## STATED TASK A
From the essay on writing and power, list the writing systems it distinguishes.

Novembre 7, 2024

WRITING AND POWER

5 min read
Writing is a means of communication, but it can become a tool to prevail over others and discriminate as well.

Writing is one of the distinctive features of mankind: the ability to fix concepts on a material support and consequently ensure their transmission, avoiding content alterations, is peculiar to the human being. It is a fundamental part of our communication and is at the base of the creation of society. As the Greek philosopher Aristotle, who lived in the 4th century B.C. wrote in his Politics, “man is a social animal”: by nature he tends to aggregate with other individuals in order to create a society.

To ensure good communication it was necessary to formulate common and shared language codes that would allow man to communicate not only with members of his own group, but also with people unrelated to it. Thanks to writing these codes are established in a more tangible way than the oral transmission of the language and they have often been imported to different linguistic contexts as a means of imposition by certain human communities on others.

Brief summary of the birth of writing and its types

Writing in general arose in organized contexts and was the key strength of states and authorities that were based on the bureaucratic system. One of its social functions is to have fixed and clearly revealed data that were previously  known, but not so precisely and clearly.

In general, we can distinguish three writing systems:

Pictographic writing system, composed of highly  realistic signs that reproduce the objects to which they refer

Logographic or ideographic writing system, in which the image used as a symbol is less realistic and more and more schematic

Phonetic or alphabetic writing system, in which graphic signs refer to sounds that dissociate themselves from the meanings, indeed, the acquisition of meaning occurs only  through the combination of signs.

The birth of writing is attributed to Sumerians, an ancient population of Mesopotamia, and it is  dated back to 3300 BC with cuneiform script.  The cuneiform script was later adopted by other people who were living in the region. But writing did not develop just there: indeed around the same time in Egypt they developed hieroglyphic writing. In Egyptian society the scribes were considered a privileged class representing a real elite because of their knowledge of the written language.

On the left Sumerian cuneiform writing, on the right Egyptian hieroglyphs

The first writings (such as cuneiform and hieroglyphic) were pictographic writing systems and the symbols, later, underwent a progressive simplification eventually becoming ideographic systems as the  Linear A and Linear B, scripts widespread in the  Mediterranean basin since 2000 BC.

The phonetic idea was already widespread in the main Mediterranean and Middle Eastern civilizations. The beginning of phonetic writing can be attributed to the Phoenicians when they  imported their own writing, dated back to the  13th century B.C., into Greece. Indeed, the Greeks adapted the Phoenician writing to their alphabet and introduced new elements: the vowels. Later on, the European populations developed their own written  language codes on the base of the Greek alphabet and they also drew from other  alphabets that had been invented over time, first  of all the Latin.

## STATED TASK B
In the entries, replace "Tag" with "Mark", starting with the line with "Tag all occurrences of wooden bench here." and going on through the line with "[0,0,352,313]". Leave everything else unchanged.

## MATERIAL SHOWN
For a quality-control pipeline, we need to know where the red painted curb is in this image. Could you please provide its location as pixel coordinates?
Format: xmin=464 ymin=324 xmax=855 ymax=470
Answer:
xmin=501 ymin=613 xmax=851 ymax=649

---

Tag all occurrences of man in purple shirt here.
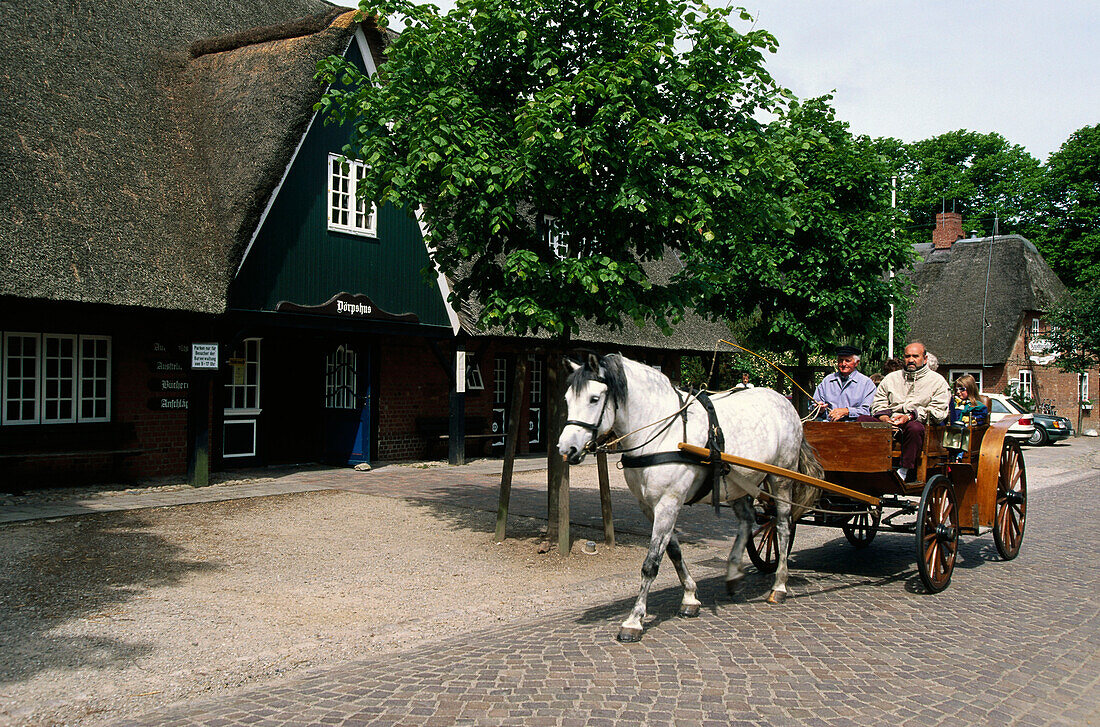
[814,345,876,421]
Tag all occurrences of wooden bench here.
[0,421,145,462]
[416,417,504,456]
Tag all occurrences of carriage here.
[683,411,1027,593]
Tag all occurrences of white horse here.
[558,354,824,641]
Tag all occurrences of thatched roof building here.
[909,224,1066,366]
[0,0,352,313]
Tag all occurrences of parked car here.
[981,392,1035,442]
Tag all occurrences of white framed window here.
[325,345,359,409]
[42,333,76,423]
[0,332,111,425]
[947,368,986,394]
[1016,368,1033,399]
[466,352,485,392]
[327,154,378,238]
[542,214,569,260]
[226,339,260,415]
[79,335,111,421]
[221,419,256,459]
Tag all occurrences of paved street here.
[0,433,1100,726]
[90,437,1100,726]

## EXERCISE ANSWER A
- Pictographic writing system
- Logographic or ideographic writing system
- Phonetic or alphabetic writing system

## EXERCISE ANSWER B
Mark all occurrences of wooden bench here.
[0,421,145,462]
[416,417,504,456]
Mark all occurrences of carriage here.
[683,411,1027,593]
Mark all occurrences of white horse here.
[558,354,824,641]
Mark all occurrences of thatched roof building here.
[909,224,1066,366]
[0,0,352,313]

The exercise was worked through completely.